_Постановка задачи A_
С каким словарем во фрагменте о книге пословиц Сорокина сравнивается собрание пословиц Сорокина?
_Постановка задачи B_
Выведите фрагмент о книге пословиц Сорокина начиная со слов «То есть пословицы» и заканчивая словами «более чем внятно.» включительно.

Ну и, наконец, с чем хочется поспорить, так это с употреблением издателями
словосочетания «русское зазеркалье», которое как бы выстраивает здесь такую
очередность: сначала Сорокин создал свой «русский мир», а потом, с помощью
поговорок и пословиц, начал выявлять его, мира этого, сознание и подсознание.
То есть пословицы здесь уподобляются теням на стене платоновой
пещеры. Но воспроизведение любого «национального мира» с помощью его фольклора
— это всегда ход от «теней на стене» к реальности, которая тени эти
отбрасывает. И в этом отношении собрание пословиц Сорокина в конечном счете
мало чем отличается от словаря Даля; ну а что касается сорокинского
«русского мира» как источника этого корпуса пословиц, то здесь следовало бы для
начала ответить на вопрос: а откуда Сорокин брал свой материал для выстраивания
этого мира? А брал из все той же русской реальности, в которую он изначально
включил еще и оформленную русской литературой художественную ее рефлексию. И
авторская работа вот с этой «рефлексией» представлена в книге более чем внятно.
Ну, скажем, в обыгрывании некой смысловой самодостаточности пословиц, восприятие
которых определяется не содержанием сказанного, а самой тональностью
высказывания как бы от имени «народной мудрости»: «Бог богу — рознь», «Дыба
дыбе — рознь», «Пляска пляске — рознь», «Беда беде — рознь», «Водка водке —
рознь» и так далее. Или другая конструкция, предполагающая все ту же — полую
изнутри — многозначительность: «Копи, да коня купи», «Не копи, а коня купи»,
или: «Жену бить — себя не любить», «Жену не бить — себя позабыть» и прочие.
Но я бы не сказал, что книга Сорокина — это
исключительно игра с литературным жанром, нет, игра здесь — это сорокинский ход к вполне серьезному содержанию его книги,
игра — как некая форма лукавства русского ума, заставляющая вспомнить об
Иванушке-дурачке, каковым, в свою очередь, предстает у Сорокина
«повествователь/составитель», не чуждый, кстати, и жесткости, парадоксальности
высказывания, и литературного изыска («Любовь волей не уневолить»,
«У оглобли окольных путей нет»). Что касается поговорок, способных войти в наш
язык, то я бы выбрал такие: «Счастью несчастье помогает», «Хорош авось, да не
овес», «На зависти деревня стоит», «Авось не вывезет, если полозья сухие
(Скупой купец)», «Горе по дороге идет, а беда за углом стоит», «Расплясался
так, что кости гремят (Старик)», «С водкой по грибы пошел (Белая
горячка)»; но этот выбор — уже дело вкуса.

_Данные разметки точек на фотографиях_
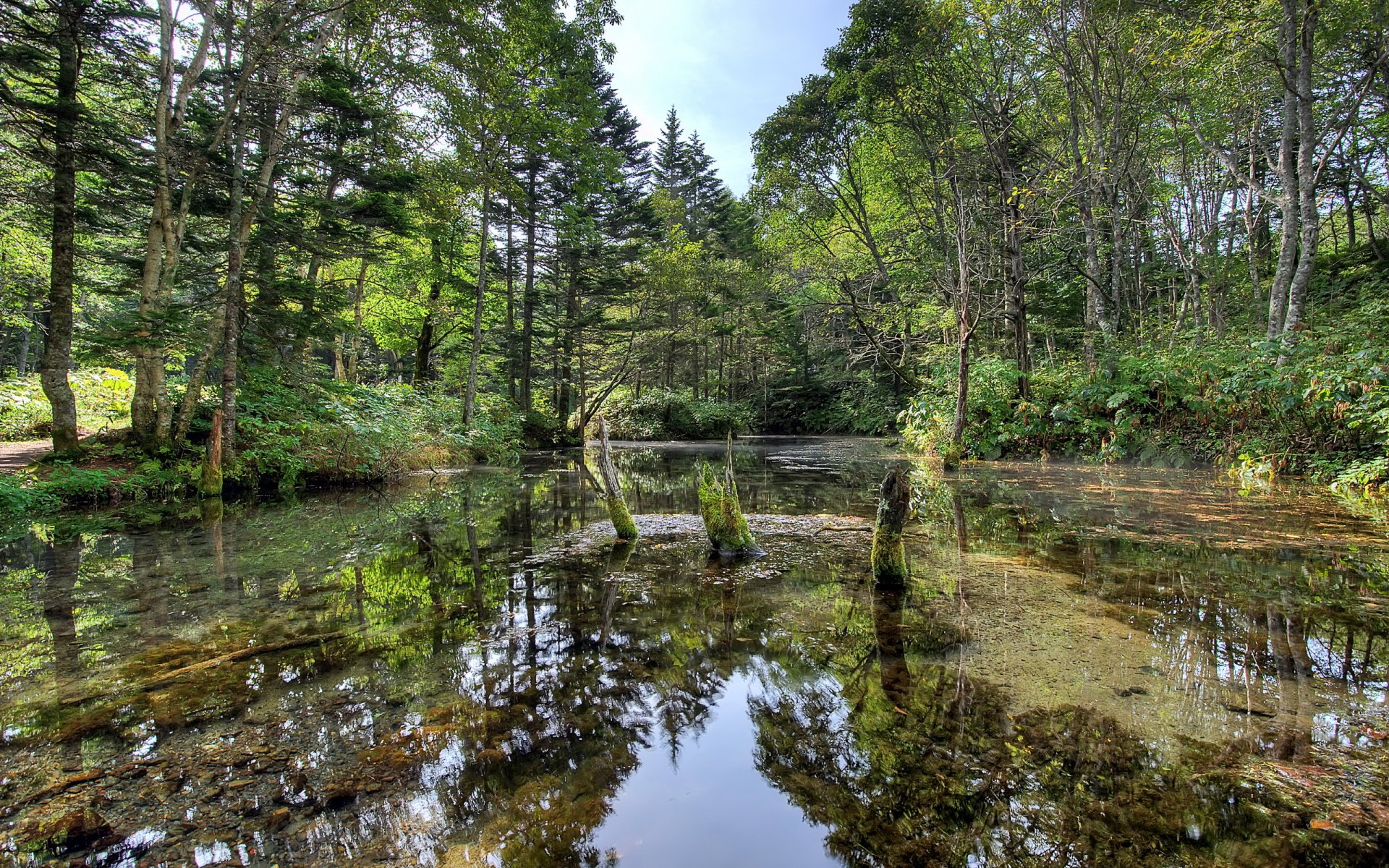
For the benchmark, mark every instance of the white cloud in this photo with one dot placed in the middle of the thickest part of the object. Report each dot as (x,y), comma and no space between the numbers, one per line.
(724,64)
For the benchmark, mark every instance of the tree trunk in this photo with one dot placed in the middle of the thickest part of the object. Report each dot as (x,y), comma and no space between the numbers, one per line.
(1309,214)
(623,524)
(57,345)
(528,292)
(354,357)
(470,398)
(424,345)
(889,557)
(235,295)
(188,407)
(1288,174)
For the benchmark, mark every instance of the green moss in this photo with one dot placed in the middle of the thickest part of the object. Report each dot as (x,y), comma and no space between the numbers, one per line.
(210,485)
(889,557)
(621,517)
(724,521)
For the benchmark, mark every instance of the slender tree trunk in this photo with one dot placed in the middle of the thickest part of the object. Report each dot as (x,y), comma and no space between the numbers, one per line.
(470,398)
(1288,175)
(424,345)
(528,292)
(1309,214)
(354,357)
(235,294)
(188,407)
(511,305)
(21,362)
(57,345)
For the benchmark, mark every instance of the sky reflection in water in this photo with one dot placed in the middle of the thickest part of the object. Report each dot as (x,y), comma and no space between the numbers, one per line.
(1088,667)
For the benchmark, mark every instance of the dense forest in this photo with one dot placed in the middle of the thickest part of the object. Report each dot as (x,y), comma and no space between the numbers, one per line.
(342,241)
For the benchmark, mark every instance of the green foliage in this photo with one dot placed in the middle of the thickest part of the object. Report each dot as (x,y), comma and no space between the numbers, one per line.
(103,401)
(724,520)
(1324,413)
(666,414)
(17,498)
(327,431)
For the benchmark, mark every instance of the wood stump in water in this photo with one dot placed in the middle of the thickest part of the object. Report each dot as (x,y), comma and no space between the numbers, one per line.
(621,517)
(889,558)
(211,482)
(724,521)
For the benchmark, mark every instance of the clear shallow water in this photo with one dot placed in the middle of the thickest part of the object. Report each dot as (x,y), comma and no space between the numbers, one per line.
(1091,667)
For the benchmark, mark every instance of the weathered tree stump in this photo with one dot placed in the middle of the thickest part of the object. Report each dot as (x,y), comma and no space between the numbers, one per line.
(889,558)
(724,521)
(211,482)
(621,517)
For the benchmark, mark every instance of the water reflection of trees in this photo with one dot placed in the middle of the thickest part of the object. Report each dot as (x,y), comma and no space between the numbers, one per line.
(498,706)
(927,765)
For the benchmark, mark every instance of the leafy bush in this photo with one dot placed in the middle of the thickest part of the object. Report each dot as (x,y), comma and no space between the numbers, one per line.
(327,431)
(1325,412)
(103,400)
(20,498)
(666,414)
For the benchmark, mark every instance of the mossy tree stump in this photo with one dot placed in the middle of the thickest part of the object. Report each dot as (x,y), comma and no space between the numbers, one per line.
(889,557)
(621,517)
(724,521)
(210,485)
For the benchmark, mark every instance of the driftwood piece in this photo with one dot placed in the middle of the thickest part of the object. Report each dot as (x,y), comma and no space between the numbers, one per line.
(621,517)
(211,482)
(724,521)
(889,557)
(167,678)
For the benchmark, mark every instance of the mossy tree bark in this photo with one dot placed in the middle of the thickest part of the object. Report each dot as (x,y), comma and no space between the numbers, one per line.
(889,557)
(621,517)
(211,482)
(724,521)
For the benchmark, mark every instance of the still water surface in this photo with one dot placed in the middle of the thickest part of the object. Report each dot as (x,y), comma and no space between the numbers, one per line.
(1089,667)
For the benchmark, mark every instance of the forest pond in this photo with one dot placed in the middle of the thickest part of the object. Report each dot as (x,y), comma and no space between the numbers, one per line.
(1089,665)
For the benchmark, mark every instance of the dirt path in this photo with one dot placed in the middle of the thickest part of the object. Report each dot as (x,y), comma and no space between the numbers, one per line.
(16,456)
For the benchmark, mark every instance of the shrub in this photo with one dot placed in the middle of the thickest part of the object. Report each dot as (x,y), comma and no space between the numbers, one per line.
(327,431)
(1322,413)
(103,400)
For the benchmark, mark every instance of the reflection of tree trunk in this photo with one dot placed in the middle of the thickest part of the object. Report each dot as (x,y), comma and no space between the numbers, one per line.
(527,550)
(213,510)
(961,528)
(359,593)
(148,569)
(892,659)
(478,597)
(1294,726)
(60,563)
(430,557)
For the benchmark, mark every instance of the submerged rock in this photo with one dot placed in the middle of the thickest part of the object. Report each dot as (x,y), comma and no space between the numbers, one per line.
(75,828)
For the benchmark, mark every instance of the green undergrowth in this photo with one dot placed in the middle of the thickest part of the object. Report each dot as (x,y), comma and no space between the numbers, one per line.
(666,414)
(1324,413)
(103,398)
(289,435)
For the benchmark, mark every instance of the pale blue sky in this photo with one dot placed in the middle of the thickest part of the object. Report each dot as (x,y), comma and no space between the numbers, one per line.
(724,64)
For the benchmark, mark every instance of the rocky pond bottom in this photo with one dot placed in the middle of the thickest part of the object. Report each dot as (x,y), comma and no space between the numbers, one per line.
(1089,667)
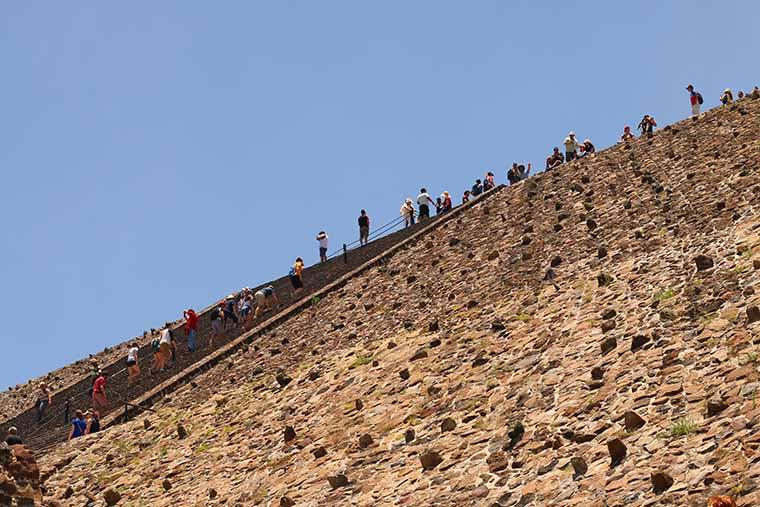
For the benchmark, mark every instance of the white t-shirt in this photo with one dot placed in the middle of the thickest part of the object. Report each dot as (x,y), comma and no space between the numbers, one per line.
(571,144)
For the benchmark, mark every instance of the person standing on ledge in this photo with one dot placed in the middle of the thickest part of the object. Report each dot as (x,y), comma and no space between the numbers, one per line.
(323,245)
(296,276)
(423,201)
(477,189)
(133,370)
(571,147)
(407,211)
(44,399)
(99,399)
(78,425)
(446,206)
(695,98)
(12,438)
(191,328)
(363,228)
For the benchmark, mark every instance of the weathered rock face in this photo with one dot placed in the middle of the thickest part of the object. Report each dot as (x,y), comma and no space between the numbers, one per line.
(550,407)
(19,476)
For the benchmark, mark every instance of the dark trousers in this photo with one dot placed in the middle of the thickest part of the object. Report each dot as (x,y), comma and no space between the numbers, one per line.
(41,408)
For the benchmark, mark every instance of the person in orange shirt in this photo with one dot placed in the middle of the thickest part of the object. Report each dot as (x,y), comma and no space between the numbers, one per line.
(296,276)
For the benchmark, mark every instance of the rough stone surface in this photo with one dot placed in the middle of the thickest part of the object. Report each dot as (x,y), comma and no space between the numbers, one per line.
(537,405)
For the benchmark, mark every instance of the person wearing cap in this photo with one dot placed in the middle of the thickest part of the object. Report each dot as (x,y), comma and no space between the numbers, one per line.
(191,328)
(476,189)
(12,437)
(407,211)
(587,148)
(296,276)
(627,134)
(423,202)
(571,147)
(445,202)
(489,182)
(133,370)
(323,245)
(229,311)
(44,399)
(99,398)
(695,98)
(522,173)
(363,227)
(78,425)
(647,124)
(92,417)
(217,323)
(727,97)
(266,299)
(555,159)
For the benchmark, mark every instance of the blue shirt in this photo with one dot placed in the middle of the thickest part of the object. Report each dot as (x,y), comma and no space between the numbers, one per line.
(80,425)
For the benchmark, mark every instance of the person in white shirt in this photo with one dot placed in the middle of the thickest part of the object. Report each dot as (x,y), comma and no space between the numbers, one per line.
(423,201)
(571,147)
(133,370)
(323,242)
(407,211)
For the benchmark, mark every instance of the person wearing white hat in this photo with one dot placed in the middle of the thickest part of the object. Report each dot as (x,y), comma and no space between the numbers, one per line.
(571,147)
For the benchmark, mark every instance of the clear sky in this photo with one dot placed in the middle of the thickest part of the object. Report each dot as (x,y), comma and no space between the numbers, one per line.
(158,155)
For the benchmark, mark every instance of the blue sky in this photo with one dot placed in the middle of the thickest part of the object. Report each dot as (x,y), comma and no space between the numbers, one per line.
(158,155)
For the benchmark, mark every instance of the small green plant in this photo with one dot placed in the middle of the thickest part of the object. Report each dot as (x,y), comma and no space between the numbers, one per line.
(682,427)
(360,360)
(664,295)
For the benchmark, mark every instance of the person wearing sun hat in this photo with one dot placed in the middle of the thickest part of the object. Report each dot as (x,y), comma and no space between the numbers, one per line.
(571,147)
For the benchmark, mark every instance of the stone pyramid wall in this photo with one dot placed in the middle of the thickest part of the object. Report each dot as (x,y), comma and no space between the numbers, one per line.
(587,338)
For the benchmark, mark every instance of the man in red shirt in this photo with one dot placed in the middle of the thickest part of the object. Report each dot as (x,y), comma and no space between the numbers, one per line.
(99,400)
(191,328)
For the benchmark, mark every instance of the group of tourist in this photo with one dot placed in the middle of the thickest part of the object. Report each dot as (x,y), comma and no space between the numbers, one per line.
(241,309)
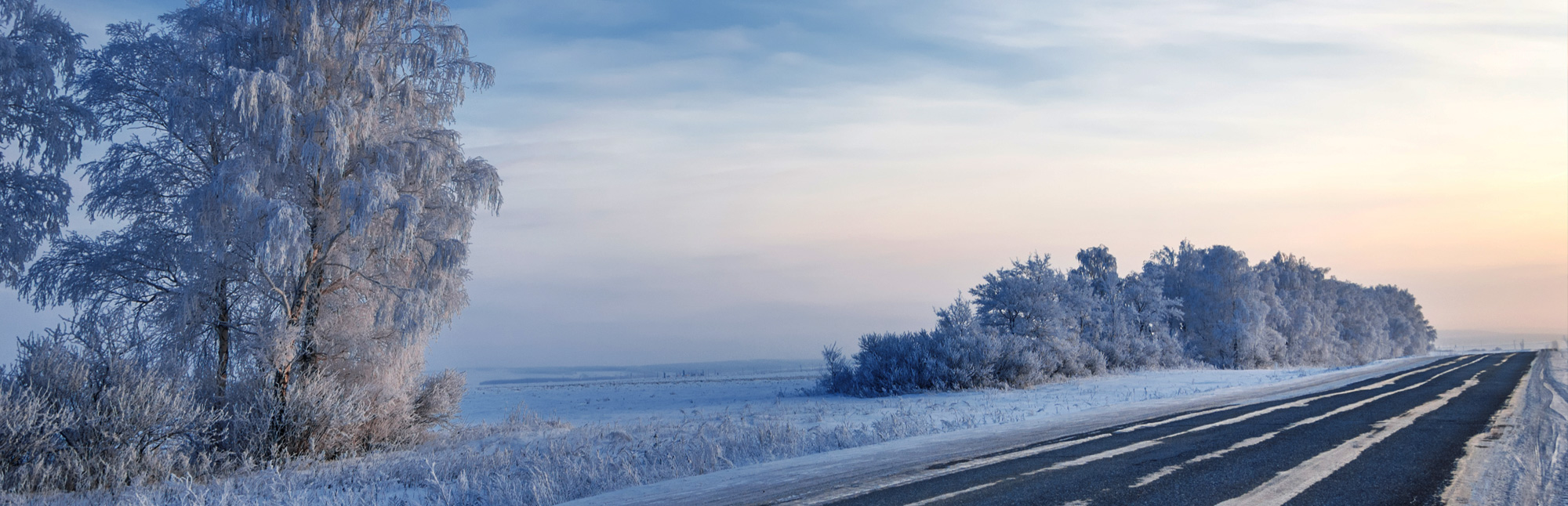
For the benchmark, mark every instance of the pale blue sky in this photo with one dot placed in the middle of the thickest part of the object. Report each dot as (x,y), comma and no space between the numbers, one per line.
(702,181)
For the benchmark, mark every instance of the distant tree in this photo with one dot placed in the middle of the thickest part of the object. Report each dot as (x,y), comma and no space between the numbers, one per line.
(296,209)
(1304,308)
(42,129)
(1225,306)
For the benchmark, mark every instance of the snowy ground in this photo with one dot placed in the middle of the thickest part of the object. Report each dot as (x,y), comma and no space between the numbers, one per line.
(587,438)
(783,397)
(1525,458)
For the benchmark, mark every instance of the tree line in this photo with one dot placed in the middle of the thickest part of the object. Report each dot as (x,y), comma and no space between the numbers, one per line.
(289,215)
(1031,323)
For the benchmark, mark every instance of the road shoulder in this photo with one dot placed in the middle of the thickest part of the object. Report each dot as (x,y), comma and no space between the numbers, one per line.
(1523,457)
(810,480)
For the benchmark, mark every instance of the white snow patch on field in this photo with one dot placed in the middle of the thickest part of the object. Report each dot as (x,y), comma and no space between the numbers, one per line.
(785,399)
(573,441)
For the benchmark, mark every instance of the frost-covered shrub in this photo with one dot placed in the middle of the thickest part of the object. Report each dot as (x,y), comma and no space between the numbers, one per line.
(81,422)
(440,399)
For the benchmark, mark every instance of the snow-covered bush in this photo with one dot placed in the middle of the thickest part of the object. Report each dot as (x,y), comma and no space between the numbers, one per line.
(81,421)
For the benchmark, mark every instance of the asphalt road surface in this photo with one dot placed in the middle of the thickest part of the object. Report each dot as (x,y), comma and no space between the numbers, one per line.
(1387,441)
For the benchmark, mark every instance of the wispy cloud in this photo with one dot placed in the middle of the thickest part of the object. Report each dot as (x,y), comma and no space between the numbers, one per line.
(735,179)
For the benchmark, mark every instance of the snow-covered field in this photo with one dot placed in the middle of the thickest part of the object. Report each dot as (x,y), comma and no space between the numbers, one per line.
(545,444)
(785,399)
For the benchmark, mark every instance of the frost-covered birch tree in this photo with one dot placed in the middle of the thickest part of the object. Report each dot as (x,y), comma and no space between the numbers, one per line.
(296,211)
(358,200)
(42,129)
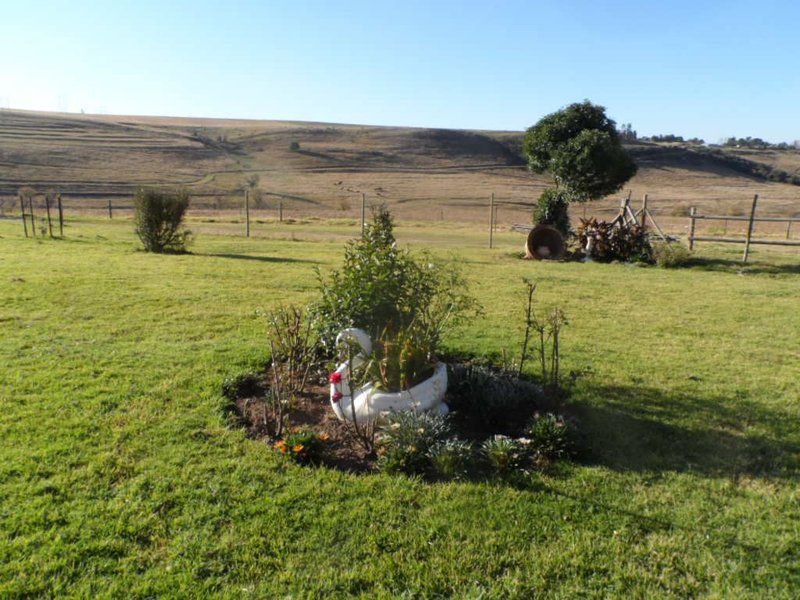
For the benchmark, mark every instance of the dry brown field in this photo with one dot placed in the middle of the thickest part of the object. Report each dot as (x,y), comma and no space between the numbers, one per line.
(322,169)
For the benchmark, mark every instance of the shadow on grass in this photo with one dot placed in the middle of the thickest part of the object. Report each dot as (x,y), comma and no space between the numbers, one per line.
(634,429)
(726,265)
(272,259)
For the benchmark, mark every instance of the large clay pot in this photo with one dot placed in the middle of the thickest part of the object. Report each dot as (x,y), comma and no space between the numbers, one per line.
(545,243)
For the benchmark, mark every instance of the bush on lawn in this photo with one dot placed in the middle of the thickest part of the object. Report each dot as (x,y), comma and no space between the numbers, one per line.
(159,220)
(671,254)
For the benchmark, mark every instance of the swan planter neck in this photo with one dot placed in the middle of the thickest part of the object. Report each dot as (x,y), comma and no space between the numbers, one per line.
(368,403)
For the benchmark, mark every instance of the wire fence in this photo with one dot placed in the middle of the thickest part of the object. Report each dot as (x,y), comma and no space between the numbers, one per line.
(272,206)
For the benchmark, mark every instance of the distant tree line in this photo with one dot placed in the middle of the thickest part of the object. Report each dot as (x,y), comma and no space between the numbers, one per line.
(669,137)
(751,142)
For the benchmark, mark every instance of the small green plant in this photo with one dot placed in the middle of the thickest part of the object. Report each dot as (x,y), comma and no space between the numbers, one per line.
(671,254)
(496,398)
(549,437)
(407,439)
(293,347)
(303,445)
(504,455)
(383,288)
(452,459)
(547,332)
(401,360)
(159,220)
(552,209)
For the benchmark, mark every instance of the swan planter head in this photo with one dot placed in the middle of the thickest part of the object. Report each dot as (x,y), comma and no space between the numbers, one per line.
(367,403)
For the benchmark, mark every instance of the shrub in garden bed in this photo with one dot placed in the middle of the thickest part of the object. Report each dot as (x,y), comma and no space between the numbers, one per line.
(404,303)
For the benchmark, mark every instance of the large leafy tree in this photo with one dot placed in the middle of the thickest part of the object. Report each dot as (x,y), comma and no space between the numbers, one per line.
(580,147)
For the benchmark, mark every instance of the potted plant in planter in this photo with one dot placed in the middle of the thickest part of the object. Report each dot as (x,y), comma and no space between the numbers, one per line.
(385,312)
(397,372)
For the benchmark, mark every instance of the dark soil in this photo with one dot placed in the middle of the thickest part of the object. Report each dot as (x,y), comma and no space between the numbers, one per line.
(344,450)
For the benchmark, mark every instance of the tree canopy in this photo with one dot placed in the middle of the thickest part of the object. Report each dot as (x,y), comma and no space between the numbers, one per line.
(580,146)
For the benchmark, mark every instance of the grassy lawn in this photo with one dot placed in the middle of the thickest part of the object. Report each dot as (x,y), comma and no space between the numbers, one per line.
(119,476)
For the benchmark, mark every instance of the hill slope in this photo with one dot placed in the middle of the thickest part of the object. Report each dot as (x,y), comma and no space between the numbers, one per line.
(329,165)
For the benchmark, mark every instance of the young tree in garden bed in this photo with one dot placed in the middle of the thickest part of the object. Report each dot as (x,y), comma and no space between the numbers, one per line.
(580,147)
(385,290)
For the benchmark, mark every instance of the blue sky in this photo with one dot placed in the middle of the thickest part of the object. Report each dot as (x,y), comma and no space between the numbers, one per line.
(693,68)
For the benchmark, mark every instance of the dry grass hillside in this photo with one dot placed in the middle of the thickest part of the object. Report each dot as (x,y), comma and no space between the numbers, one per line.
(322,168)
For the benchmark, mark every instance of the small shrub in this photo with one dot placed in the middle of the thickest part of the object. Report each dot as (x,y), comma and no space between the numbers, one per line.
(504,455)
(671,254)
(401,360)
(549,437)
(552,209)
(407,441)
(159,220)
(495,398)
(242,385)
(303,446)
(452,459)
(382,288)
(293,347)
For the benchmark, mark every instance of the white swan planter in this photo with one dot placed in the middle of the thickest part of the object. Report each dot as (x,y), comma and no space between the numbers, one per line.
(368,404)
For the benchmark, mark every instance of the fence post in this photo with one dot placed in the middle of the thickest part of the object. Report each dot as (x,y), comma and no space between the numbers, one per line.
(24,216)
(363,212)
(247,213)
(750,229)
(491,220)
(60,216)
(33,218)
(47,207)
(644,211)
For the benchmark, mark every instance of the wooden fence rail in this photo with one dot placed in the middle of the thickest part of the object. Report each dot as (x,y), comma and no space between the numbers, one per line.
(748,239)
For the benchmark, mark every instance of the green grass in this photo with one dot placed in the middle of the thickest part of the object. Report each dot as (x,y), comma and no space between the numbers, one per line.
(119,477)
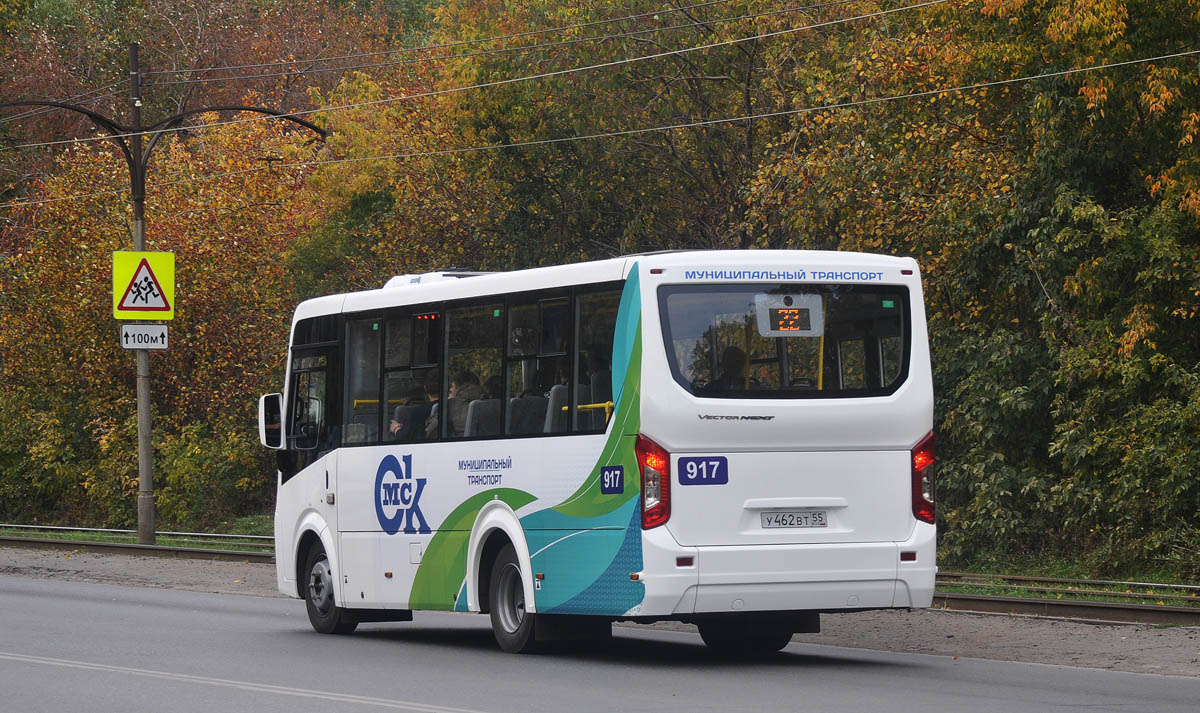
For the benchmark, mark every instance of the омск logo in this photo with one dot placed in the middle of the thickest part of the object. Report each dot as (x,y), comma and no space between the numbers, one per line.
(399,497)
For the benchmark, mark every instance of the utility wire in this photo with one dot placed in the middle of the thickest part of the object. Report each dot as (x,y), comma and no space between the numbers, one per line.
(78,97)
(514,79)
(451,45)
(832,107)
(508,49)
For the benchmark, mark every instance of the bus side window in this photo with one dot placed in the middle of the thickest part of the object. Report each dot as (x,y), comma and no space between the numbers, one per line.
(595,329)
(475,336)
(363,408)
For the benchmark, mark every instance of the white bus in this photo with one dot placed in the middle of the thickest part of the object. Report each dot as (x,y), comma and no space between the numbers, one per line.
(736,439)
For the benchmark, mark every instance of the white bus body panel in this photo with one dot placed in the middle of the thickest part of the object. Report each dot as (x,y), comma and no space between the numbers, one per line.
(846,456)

_Решение задачи A_
Со словарем Даля.

_Решение задачи B_
То есть пословицы здесь уподобляются теням на стене платоновой
пещеры. Но воспроизведение любого «национального мира» с помощью его фольклора
— это всегда ход от «теней на стене» к реальности, которая тени эти
отбрасывает. И в этом отношении собрание пословиц Сорокина в конечном счете
мало чем отличается от словаря Даля; ну а что касается сорокинского
«русского мира» как источника этого корпуса пословиц, то здесь следовало бы для
начала ответить на вопрос: а откуда Сорокин брал свой материал для выстраивания
этого мира? А брал из все той же русской реальности, в которую он изначально
включил еще и оформленную русской литературой художественную ее рефлексию. И
авторская работа вот с этой «рефлексией» представлена в книге более чем внятно.